(Lines of data)
******************************

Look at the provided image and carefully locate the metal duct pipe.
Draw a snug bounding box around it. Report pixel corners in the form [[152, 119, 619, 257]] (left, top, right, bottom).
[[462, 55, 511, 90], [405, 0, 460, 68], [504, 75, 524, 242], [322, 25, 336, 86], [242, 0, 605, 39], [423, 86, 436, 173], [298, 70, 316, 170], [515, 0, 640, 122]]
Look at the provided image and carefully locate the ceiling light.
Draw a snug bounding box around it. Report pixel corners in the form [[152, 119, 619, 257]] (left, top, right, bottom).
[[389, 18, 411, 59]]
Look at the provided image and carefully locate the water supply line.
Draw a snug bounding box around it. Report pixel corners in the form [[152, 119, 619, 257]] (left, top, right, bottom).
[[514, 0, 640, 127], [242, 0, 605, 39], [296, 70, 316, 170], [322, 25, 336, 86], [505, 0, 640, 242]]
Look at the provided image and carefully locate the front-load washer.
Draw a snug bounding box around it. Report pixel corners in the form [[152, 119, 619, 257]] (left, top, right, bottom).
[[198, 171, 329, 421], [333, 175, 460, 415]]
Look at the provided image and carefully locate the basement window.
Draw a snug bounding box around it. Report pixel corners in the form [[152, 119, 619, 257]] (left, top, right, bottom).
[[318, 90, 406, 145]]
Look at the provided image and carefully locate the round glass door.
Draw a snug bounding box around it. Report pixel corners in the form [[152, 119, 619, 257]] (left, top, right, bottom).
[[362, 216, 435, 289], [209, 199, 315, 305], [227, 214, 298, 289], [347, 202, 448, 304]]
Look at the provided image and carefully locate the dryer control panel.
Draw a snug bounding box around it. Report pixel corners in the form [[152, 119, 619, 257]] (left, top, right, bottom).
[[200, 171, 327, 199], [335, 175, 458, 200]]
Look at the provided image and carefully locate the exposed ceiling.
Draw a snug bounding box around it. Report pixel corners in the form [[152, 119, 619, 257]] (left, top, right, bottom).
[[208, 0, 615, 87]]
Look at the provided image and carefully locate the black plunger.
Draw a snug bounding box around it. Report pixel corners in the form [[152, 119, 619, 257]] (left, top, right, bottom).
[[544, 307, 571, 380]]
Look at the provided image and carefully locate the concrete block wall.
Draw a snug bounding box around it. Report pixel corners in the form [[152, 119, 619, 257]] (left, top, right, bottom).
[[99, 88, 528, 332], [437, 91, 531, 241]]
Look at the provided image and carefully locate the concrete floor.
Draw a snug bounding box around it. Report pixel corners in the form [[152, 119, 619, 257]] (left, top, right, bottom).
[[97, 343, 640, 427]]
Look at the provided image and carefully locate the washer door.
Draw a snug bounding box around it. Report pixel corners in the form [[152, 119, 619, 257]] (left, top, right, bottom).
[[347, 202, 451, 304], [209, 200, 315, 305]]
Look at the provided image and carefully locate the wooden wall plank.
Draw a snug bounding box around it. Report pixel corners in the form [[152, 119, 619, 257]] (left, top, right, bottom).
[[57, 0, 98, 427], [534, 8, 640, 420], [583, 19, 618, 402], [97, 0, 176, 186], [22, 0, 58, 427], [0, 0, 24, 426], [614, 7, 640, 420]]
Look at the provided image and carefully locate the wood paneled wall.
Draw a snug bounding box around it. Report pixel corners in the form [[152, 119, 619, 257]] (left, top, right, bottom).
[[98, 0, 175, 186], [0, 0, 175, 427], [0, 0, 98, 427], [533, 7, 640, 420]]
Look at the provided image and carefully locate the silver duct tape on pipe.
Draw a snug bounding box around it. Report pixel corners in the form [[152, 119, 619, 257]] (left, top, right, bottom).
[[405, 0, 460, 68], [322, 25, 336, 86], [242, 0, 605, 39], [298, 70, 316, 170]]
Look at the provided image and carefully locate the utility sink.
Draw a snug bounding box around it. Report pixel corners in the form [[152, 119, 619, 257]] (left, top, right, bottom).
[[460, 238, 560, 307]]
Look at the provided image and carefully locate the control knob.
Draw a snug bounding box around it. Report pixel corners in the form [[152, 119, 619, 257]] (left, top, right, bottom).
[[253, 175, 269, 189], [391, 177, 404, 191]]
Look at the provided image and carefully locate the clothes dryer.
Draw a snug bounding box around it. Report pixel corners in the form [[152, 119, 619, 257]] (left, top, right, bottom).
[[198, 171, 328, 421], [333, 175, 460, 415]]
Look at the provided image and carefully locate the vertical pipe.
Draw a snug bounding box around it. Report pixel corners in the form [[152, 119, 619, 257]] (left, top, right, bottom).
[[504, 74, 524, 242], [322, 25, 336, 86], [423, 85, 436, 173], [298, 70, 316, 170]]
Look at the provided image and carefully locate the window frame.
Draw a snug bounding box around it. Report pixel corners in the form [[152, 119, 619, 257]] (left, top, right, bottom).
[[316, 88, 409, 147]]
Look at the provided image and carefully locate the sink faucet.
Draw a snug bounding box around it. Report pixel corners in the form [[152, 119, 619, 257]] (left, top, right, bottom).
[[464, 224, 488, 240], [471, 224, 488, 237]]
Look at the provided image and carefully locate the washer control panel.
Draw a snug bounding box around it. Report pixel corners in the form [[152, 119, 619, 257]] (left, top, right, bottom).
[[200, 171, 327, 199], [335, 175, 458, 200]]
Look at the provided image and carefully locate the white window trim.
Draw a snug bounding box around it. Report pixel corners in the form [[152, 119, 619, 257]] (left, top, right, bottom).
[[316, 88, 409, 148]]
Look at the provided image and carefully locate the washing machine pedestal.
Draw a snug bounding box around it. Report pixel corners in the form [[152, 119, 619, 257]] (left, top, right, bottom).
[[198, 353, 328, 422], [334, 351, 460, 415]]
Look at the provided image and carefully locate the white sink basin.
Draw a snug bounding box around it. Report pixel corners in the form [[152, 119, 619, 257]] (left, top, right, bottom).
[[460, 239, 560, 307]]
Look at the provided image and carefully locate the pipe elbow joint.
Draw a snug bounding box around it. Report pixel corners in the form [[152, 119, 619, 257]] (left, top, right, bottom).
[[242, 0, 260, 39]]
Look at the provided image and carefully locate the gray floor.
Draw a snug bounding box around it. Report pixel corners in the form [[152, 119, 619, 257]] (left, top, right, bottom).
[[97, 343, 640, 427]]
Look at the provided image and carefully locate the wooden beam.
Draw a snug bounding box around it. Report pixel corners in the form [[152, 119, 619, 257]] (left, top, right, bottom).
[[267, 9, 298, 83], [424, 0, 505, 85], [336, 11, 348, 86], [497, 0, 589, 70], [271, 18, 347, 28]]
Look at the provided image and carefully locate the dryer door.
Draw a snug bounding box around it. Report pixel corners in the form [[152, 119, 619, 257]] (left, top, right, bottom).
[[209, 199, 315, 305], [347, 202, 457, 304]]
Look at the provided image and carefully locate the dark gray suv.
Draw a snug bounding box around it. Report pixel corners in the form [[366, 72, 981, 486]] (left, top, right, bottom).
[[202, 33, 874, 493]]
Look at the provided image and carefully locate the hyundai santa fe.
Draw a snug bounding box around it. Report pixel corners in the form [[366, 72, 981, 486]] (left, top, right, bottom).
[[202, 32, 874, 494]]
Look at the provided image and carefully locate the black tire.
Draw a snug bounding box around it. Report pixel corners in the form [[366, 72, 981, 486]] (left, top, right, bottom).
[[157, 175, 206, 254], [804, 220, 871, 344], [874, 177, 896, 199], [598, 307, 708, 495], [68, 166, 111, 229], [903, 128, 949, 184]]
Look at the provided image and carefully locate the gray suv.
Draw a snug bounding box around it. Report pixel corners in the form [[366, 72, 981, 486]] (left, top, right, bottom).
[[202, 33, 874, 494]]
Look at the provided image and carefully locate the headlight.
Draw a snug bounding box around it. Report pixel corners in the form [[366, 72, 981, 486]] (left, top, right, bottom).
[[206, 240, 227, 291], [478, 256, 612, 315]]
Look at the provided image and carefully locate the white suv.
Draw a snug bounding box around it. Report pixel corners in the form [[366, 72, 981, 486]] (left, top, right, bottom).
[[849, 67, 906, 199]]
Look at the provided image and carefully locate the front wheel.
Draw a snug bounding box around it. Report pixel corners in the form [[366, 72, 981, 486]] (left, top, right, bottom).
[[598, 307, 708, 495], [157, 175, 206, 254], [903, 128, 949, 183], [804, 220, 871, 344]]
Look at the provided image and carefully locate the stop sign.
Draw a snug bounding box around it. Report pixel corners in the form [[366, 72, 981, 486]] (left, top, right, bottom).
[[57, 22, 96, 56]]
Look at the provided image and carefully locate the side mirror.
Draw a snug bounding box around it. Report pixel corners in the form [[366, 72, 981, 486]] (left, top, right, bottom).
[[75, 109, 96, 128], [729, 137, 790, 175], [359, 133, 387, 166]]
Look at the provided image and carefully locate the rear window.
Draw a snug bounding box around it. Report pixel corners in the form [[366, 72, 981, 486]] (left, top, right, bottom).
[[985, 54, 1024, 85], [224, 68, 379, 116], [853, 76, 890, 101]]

******************************

▸ Aim: Copy out, word for word, the stretch of the material from the line containing "Look at the provided image and carefully locate the gray suv." through the line containing "[[202, 33, 874, 494]]", including both of those lines.

▸ Solution:
Look at the provided image and carefully locate the gray suv.
Draw a snug bounding box around it. Report pixel corners in the form [[366, 72, 981, 486]] (left, top, right, bottom).
[[202, 33, 874, 494]]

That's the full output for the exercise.